**Exercise directions**
Transcribe the listing exactly, leaving out every picture.

Segment Open

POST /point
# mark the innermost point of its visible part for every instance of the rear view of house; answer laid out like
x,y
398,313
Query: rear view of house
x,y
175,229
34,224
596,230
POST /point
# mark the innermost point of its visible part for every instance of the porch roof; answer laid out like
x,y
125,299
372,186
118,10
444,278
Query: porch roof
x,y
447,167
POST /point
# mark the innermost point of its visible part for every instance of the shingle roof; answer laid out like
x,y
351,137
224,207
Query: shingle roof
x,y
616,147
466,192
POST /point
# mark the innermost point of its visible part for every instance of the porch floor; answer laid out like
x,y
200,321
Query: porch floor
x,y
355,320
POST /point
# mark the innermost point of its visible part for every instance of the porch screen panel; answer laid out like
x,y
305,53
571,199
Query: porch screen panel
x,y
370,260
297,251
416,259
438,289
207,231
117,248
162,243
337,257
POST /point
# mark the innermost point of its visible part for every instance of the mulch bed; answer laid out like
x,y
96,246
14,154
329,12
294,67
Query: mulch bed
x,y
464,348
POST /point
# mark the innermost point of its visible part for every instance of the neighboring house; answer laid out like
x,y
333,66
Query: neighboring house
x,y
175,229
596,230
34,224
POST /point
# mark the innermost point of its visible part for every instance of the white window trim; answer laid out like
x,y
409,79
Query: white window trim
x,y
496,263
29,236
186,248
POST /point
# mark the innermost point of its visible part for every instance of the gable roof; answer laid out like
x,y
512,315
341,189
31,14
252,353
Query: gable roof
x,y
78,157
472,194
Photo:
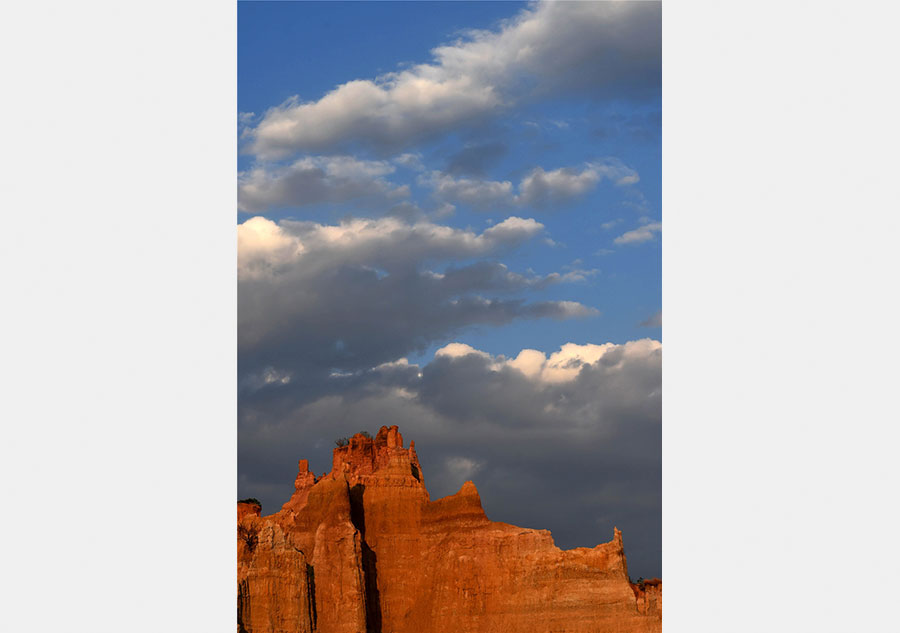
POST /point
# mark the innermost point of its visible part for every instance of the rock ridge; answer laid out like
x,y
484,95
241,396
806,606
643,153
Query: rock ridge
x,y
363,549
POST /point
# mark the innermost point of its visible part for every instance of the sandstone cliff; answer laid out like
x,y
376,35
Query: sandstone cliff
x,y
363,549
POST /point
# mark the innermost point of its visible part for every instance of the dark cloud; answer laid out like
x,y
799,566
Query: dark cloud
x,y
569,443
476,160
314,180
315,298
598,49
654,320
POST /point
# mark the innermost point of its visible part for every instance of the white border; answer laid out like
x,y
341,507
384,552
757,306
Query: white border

Segment Closed

**Solved exercise**
POST /point
# mark the innermost point of its visible part for every instance of the rear view of house; answer laid out like
x,y
398,313
Query: rear view of house
x,y
175,229
34,224
596,230
POST /point
# mark the innermost point of its visible part for every instance of the porch roof; answer laid out like
x,y
125,299
372,186
118,10
444,278
Query: porch roof
x,y
447,167
POST /point
# mark the innermost point of its visible part for every instance of the shingle roof; answer laid out like
x,y
351,137
224,207
Query: shingle roof
x,y
616,147
466,192
POST /point
# mark the innermost point of its visible part for every instance of the porch floor; answer laid out like
x,y
200,321
Query: porch floor
x,y
355,320
POST /point
# mark the innermost point of its visible part for every instance of the porch screen panel; answer laid out like
x,y
305,53
571,199
Query: porch screen panel
x,y
370,260
297,251
416,259
438,289
207,231
117,248
162,243
337,257
POST /point
# mark the innermost point of its visible part for every instance of the mulch bed; answer laid out like
x,y
96,246
14,154
329,12
294,67
Query: mulch bed
x,y
464,348
POST /point
# mark the innermost point of its visible part for every instance of the neighboring house; answer laid out like
x,y
333,66
Query: neighboring house
x,y
175,229
596,230
34,224
POST /point
# mark the innermost point of its visible part for every instance of the white window trim; answer laid out like
x,y
409,79
Query: white window trim
x,y
496,263
29,236
186,248
POST /point
# mark the innermost point of its visible part for every instance of the gable roof; answer laid out like
x,y
512,315
341,189
31,14
252,353
Query: gable roof
x,y
78,157
472,194
Photo:
POST /point
# mark the innermost point of its visible part for every instance of the rock ridge; answer laid out like
x,y
484,95
241,396
806,606
643,153
Query: rock ridge
x,y
363,549
POST /point
# mark the innermost point of its visible part for every instance of the sandstone cliff; answer laid out like
x,y
376,35
Query: sandstone cliff
x,y
363,549
POST /point
# mark the innermost point of its visible part for every instance of the dark cloud; answer laid out like
x,y
799,566
Query: dark cloud
x,y
569,443
476,160
314,180
315,298
598,49
654,320
POST /point
# mark the innermost point of its visible part for every instance of the white border; answer laid out like
x,y
341,507
384,552
757,306
Query: white border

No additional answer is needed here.